AIM OF THE EXERCISE = Retype the rows below word for word, starting at the line that contains "of the bee's" and ending with the final line of the rows.

DATA TO USE =
-.-.-

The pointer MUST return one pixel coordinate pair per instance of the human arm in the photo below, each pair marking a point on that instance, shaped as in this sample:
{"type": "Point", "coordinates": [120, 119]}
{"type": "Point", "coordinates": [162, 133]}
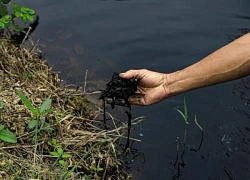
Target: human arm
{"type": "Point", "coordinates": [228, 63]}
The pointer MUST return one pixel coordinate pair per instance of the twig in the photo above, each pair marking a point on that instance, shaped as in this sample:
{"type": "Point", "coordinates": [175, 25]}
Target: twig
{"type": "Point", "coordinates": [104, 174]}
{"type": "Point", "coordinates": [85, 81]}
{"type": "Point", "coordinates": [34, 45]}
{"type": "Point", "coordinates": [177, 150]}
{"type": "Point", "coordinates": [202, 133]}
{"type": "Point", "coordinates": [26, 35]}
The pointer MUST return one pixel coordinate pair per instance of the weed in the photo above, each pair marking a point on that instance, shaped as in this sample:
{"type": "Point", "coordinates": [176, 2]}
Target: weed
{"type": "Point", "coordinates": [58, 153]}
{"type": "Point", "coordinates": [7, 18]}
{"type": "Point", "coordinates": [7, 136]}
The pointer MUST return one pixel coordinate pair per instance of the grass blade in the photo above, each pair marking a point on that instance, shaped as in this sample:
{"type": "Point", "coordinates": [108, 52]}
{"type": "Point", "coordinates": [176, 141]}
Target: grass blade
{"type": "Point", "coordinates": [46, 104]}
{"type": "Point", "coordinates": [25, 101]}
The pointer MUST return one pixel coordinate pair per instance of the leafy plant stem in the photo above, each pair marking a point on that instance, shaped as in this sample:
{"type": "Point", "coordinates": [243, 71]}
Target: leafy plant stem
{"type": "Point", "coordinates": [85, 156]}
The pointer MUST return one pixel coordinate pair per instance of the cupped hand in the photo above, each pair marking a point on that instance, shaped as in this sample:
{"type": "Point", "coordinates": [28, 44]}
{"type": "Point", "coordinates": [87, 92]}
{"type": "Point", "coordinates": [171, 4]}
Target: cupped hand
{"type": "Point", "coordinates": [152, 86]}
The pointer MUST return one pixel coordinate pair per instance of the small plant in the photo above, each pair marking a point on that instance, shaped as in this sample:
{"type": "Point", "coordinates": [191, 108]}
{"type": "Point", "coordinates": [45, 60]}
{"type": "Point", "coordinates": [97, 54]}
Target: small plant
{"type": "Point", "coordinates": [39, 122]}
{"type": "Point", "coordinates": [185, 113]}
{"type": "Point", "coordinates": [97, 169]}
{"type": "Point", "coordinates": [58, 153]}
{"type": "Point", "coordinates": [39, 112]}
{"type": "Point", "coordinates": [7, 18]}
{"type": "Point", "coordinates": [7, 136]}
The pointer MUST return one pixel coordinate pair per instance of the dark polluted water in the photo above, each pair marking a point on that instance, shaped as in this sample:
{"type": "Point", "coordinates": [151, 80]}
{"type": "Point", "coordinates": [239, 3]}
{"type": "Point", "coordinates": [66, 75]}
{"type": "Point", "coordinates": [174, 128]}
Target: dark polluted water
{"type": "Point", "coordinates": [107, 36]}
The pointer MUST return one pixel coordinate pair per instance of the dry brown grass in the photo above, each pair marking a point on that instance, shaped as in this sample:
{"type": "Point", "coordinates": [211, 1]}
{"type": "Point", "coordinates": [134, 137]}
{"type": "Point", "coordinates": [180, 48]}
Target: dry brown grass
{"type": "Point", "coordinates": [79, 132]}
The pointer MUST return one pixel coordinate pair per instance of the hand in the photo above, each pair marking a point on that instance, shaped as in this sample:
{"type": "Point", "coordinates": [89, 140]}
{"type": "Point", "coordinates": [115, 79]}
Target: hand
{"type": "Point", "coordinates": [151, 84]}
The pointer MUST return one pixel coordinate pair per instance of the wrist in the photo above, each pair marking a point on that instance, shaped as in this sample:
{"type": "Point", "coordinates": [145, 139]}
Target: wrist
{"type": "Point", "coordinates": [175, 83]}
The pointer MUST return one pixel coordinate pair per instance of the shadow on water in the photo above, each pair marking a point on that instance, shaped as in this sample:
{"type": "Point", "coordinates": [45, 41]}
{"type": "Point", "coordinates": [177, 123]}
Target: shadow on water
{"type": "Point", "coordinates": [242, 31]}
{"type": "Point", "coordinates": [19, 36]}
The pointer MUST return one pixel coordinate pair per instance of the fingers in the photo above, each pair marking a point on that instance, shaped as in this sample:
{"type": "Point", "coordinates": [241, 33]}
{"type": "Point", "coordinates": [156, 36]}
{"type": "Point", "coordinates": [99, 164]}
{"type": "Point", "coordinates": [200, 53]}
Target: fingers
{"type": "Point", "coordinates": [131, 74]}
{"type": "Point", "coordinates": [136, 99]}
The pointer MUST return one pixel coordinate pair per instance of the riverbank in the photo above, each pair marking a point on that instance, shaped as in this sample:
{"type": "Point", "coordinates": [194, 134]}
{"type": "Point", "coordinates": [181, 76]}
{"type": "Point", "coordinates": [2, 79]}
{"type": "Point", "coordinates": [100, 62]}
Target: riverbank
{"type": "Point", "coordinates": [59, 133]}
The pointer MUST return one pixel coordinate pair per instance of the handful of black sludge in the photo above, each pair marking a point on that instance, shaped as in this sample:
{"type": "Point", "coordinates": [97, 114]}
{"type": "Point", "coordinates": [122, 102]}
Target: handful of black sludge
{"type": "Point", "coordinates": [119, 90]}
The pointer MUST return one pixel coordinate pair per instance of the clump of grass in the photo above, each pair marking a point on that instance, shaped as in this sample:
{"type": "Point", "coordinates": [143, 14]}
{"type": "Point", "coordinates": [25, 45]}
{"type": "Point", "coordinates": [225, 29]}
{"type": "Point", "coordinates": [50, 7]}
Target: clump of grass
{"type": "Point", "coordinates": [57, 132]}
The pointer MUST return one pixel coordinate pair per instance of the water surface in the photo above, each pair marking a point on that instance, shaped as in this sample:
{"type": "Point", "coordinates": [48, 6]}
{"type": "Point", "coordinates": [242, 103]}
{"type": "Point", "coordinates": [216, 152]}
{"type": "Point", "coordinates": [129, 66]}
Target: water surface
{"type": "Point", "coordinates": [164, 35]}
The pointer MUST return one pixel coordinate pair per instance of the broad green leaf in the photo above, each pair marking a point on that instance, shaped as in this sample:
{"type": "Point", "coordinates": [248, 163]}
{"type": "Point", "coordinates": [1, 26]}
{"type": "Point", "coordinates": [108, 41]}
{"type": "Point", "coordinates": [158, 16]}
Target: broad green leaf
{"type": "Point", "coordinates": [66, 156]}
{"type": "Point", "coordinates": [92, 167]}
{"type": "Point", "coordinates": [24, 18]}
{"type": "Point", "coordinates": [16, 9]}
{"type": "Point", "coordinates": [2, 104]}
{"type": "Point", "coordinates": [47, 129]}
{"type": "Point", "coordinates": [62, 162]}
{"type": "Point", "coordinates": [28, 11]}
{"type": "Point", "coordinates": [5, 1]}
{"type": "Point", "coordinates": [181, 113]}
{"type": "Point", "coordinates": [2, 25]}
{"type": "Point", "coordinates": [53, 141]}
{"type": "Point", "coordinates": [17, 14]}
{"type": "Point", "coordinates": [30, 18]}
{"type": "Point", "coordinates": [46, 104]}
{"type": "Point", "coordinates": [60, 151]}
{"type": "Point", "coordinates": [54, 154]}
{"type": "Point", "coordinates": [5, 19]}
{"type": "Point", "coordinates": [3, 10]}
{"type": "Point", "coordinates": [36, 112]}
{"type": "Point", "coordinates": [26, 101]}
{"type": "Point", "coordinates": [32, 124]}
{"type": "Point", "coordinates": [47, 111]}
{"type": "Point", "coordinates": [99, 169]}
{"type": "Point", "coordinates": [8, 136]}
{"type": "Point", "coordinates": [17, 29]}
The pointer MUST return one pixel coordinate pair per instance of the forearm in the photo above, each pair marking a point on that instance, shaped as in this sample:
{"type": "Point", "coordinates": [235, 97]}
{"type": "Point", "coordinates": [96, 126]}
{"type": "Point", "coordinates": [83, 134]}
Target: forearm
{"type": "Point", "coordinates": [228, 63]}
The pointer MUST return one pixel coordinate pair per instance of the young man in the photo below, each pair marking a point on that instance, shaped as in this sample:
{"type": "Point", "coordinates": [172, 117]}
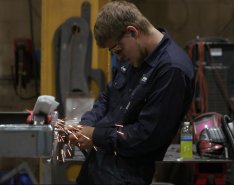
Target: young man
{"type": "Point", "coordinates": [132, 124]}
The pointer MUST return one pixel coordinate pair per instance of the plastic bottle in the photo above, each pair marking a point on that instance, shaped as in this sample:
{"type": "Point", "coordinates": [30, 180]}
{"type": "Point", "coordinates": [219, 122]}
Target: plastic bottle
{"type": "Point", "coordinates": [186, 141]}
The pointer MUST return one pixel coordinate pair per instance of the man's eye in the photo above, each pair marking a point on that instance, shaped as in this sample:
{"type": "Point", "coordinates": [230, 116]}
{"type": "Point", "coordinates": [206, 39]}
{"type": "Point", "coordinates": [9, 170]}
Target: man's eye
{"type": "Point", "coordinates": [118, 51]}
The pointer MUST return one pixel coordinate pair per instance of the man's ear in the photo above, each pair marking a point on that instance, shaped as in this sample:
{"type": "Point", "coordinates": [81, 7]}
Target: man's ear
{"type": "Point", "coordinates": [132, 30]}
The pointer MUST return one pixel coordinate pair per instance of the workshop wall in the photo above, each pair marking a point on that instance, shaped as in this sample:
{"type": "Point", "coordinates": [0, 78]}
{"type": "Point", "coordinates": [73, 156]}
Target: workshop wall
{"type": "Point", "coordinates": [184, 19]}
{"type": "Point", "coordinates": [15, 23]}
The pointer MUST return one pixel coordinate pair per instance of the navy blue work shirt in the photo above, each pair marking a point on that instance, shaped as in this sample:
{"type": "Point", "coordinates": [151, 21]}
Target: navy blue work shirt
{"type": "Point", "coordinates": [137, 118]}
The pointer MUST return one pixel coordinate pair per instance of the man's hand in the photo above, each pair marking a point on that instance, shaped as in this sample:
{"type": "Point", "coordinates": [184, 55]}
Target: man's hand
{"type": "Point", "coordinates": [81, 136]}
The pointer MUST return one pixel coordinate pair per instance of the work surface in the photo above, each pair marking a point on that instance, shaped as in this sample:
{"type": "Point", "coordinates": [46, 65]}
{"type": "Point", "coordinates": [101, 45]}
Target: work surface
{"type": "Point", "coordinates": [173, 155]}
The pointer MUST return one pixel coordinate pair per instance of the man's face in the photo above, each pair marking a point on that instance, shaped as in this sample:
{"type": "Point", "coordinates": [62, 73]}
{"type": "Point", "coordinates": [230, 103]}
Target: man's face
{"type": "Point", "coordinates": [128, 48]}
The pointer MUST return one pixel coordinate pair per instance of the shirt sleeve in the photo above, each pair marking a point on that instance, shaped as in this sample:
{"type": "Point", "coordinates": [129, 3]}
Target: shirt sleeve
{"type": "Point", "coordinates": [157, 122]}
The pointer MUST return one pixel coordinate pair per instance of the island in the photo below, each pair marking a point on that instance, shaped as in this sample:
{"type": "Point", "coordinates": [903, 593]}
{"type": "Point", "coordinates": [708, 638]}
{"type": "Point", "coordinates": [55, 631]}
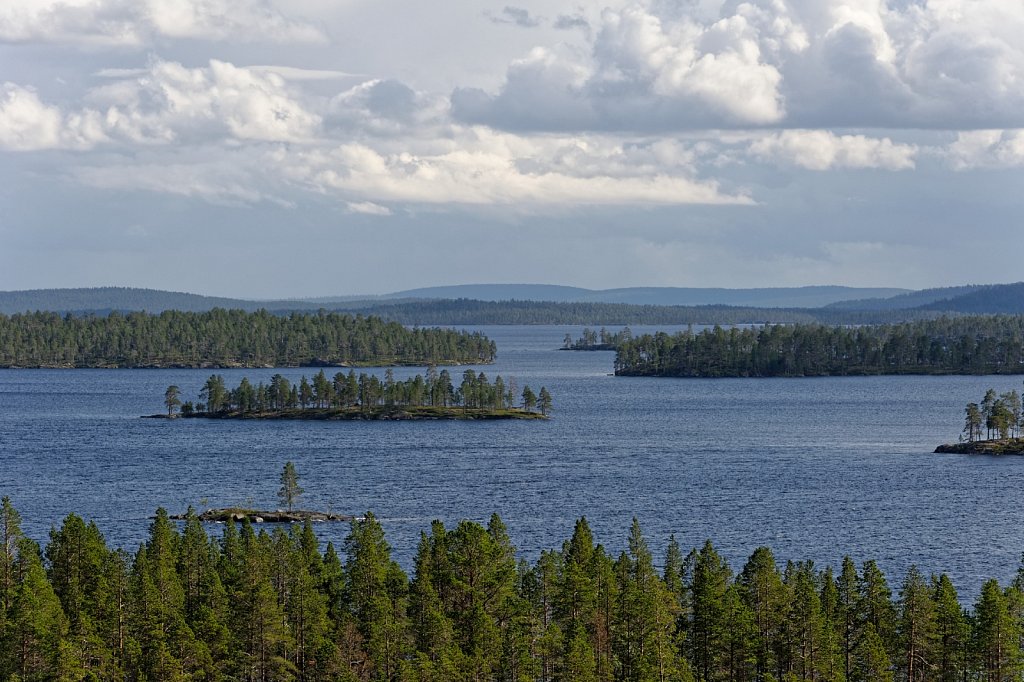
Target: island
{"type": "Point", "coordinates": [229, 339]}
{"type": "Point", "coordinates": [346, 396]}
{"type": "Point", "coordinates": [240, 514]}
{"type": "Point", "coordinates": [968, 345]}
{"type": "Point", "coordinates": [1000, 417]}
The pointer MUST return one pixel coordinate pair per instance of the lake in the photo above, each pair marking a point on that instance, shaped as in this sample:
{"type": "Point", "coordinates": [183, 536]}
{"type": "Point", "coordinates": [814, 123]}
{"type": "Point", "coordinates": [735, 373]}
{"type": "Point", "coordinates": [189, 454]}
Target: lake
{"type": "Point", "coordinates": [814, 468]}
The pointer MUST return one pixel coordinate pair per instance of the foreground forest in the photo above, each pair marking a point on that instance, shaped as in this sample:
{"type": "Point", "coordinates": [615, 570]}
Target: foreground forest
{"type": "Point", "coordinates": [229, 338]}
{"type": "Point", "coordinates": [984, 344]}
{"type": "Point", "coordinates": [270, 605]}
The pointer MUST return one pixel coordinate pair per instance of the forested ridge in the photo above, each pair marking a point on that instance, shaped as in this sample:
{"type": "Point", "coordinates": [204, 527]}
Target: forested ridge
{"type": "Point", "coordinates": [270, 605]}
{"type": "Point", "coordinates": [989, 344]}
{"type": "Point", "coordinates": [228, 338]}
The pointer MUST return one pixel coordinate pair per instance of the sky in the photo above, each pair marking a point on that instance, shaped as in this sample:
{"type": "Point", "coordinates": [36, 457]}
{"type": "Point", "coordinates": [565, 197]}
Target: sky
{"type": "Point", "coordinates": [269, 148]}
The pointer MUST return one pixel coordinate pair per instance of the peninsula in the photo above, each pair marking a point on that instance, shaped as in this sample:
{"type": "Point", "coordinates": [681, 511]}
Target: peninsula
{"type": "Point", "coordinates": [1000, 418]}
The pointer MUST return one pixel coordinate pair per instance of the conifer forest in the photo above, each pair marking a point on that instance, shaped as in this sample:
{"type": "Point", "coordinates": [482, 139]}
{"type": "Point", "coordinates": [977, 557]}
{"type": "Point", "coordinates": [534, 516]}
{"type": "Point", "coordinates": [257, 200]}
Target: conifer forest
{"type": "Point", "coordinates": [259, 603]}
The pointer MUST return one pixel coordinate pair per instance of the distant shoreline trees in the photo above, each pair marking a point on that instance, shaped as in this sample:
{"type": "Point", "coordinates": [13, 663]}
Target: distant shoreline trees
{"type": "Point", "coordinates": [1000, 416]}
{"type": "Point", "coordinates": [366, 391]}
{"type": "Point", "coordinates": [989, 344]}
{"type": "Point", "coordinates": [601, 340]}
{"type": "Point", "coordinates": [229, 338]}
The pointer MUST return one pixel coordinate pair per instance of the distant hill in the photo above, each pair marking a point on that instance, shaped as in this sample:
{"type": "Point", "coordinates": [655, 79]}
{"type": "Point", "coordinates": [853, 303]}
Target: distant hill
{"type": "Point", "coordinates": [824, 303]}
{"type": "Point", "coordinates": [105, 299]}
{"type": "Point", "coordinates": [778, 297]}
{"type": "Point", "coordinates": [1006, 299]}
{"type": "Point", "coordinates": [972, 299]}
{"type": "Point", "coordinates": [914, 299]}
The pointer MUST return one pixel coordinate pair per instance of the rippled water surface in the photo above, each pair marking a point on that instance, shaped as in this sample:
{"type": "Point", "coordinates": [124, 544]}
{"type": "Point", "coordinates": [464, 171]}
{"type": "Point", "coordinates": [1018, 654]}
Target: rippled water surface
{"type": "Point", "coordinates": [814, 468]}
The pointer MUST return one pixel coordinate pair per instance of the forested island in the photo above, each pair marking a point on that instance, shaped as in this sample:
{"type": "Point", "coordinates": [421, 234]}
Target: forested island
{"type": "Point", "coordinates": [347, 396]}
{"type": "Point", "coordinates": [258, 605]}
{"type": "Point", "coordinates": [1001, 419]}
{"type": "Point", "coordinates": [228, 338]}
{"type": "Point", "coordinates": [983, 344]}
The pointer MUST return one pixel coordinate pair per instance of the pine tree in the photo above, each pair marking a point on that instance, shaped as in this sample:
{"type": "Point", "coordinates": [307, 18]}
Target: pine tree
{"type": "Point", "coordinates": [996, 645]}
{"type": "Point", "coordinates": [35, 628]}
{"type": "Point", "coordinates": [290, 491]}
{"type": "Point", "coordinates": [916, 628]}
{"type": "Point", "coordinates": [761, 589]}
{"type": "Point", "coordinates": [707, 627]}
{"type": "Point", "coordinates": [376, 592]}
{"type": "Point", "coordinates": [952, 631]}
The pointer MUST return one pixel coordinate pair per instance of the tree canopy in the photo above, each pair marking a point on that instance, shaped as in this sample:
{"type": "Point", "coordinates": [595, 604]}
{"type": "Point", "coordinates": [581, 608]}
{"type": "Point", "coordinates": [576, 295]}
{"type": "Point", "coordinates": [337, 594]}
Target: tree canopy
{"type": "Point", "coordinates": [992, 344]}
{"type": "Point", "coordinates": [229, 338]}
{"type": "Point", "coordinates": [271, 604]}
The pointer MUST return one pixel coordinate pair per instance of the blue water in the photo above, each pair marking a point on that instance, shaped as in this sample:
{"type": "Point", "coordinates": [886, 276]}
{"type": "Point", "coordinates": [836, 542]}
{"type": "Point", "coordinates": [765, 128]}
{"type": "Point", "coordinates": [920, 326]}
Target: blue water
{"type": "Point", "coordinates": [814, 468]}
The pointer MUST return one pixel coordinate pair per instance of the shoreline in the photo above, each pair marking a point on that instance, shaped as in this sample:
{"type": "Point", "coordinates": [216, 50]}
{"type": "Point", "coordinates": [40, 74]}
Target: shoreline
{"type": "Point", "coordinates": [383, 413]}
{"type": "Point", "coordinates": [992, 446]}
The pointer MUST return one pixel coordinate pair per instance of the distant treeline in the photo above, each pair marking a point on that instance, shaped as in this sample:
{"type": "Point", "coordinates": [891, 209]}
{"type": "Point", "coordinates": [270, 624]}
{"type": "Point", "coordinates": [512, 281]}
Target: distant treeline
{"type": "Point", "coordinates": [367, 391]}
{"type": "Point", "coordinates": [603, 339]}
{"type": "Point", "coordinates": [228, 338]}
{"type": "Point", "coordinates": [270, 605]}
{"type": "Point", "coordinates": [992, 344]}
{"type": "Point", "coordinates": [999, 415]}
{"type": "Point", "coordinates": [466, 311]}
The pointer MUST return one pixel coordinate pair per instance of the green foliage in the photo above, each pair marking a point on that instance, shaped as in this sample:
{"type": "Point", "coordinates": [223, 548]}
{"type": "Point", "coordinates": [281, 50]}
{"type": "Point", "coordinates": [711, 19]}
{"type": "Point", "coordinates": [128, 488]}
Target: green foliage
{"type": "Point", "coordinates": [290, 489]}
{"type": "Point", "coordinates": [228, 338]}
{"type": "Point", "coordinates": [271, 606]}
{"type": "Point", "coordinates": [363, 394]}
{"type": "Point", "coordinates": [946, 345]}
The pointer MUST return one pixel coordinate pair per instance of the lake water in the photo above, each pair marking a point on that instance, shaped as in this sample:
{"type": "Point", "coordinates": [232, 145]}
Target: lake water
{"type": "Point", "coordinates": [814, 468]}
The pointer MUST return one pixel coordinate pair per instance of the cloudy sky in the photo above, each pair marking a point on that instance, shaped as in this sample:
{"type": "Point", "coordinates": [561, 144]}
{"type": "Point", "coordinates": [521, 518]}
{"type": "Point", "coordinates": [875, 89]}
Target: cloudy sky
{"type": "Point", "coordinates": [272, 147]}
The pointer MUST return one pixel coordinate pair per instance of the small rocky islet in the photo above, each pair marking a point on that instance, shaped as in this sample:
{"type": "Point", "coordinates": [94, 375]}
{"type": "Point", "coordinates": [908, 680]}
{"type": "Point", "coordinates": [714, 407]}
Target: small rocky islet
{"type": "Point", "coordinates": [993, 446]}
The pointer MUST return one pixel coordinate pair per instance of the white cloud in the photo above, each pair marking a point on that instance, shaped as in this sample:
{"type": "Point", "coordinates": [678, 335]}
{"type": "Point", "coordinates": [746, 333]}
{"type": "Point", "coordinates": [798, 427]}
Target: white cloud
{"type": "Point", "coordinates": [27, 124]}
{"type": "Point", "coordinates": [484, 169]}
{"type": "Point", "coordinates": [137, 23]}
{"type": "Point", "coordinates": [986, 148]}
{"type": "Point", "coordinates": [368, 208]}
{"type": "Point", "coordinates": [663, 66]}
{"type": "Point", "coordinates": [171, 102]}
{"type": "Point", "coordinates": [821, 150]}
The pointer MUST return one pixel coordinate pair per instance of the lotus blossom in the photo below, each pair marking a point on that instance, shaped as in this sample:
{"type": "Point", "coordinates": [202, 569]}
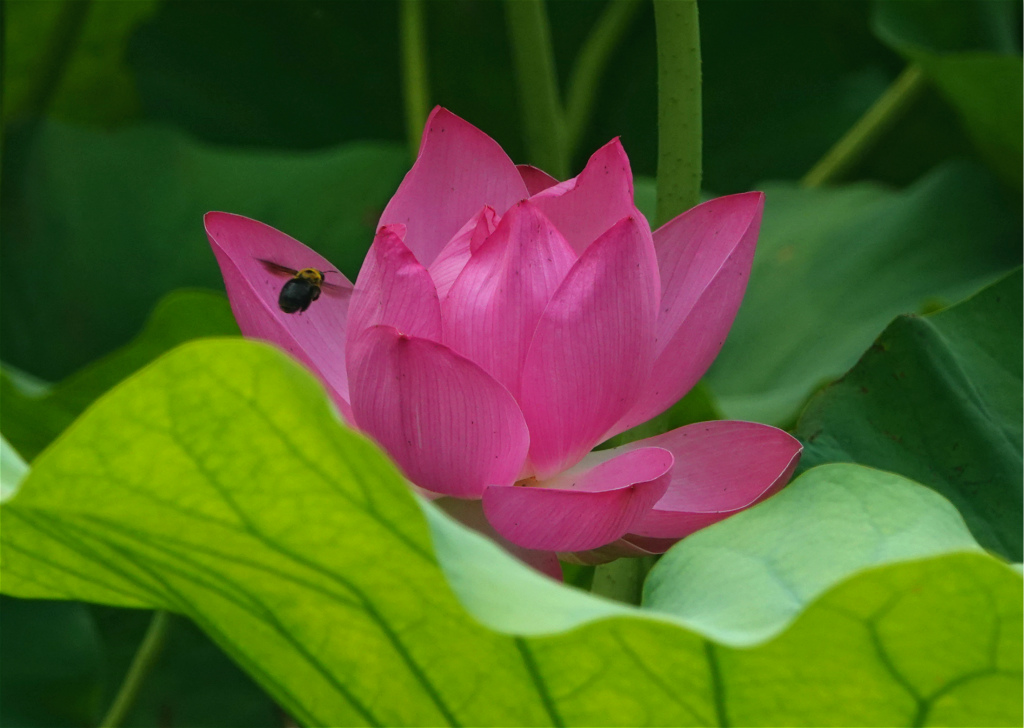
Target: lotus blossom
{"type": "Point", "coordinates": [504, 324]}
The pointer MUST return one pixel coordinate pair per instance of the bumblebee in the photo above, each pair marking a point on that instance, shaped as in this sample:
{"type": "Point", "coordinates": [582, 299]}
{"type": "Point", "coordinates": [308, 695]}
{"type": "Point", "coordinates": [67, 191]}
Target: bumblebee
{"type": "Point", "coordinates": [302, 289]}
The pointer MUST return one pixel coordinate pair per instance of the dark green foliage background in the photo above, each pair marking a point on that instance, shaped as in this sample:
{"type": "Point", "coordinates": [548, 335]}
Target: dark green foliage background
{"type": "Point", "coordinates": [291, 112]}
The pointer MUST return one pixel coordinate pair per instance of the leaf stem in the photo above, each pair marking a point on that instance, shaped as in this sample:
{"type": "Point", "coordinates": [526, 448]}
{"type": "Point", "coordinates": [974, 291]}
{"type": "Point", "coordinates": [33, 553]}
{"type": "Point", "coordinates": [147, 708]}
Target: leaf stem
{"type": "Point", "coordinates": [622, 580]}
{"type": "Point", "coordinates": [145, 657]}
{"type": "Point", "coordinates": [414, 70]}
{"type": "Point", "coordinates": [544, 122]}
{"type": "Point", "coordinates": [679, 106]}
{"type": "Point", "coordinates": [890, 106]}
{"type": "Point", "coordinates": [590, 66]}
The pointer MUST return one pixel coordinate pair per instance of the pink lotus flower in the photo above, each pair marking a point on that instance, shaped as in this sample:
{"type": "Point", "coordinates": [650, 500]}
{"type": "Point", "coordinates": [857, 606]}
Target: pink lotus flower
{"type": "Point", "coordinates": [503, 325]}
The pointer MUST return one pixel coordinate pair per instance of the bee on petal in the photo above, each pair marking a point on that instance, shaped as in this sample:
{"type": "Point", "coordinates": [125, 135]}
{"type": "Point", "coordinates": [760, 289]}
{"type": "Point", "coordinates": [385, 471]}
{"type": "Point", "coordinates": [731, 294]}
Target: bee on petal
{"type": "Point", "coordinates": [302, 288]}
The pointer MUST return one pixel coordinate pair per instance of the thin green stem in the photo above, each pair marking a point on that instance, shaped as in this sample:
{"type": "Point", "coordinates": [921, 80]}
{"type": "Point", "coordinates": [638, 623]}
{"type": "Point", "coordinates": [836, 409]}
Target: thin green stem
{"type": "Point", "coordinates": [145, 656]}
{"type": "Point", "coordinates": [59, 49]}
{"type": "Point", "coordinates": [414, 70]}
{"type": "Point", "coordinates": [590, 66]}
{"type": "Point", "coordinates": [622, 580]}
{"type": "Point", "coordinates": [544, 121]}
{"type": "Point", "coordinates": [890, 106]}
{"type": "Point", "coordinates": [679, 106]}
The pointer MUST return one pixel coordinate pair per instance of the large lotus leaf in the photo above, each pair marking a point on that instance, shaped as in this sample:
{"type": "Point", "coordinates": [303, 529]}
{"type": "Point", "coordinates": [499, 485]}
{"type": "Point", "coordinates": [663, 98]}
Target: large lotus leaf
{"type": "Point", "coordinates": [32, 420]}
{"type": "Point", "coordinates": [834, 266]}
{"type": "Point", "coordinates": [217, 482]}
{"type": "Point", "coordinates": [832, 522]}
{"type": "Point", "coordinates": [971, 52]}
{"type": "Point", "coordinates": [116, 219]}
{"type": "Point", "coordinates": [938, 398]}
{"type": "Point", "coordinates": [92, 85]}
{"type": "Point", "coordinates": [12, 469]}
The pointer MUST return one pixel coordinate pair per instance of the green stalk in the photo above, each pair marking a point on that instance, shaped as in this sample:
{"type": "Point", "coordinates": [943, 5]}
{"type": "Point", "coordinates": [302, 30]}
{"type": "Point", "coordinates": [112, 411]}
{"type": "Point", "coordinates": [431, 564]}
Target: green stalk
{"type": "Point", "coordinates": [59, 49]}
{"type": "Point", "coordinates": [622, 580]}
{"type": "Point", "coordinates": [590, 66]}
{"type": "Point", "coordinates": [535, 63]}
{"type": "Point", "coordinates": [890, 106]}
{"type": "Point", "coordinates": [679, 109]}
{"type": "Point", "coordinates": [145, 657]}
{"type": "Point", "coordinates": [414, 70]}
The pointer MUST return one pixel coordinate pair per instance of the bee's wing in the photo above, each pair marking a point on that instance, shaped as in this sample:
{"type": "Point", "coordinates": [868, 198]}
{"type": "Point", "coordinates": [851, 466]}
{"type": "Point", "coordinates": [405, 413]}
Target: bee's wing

-.-.-

WRITTEN RESPONSE =
The pointer MUST return one pixel coordinate pair per instance of the bee's wing in the photo above, each pair marking a point on that instance, shaped as in this sample:
{"type": "Point", "coordinates": [868, 198]}
{"type": "Point", "coordinates": [851, 466]}
{"type": "Point", "coordinates": [405, 413]}
Target: bee's wing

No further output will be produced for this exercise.